● ACTIVITY
The lines below starting at the line containing "like (223, 345)." and ending at the line containing "Target: blonde hair" are to be repeated exactly, with both ends kept and nothing else added.

● SUPPLIED RECORDS
=-=-=

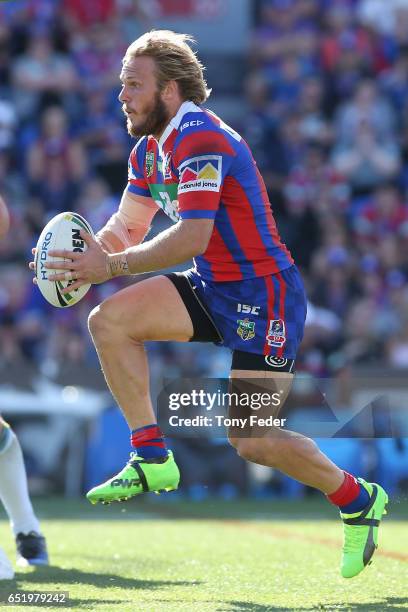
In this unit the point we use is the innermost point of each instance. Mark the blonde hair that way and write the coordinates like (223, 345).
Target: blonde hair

=-=-=

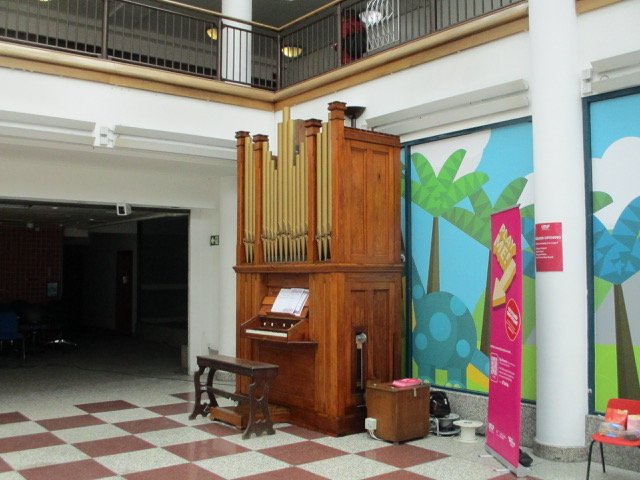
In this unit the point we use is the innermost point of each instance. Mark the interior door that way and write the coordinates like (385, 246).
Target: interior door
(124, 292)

=-=-=

● TASK ANSWER
In this unit the point we use is the innermost point of each instance. Mark the blonde hair that way and write the coordinates like (223, 345).
Target: blonde hair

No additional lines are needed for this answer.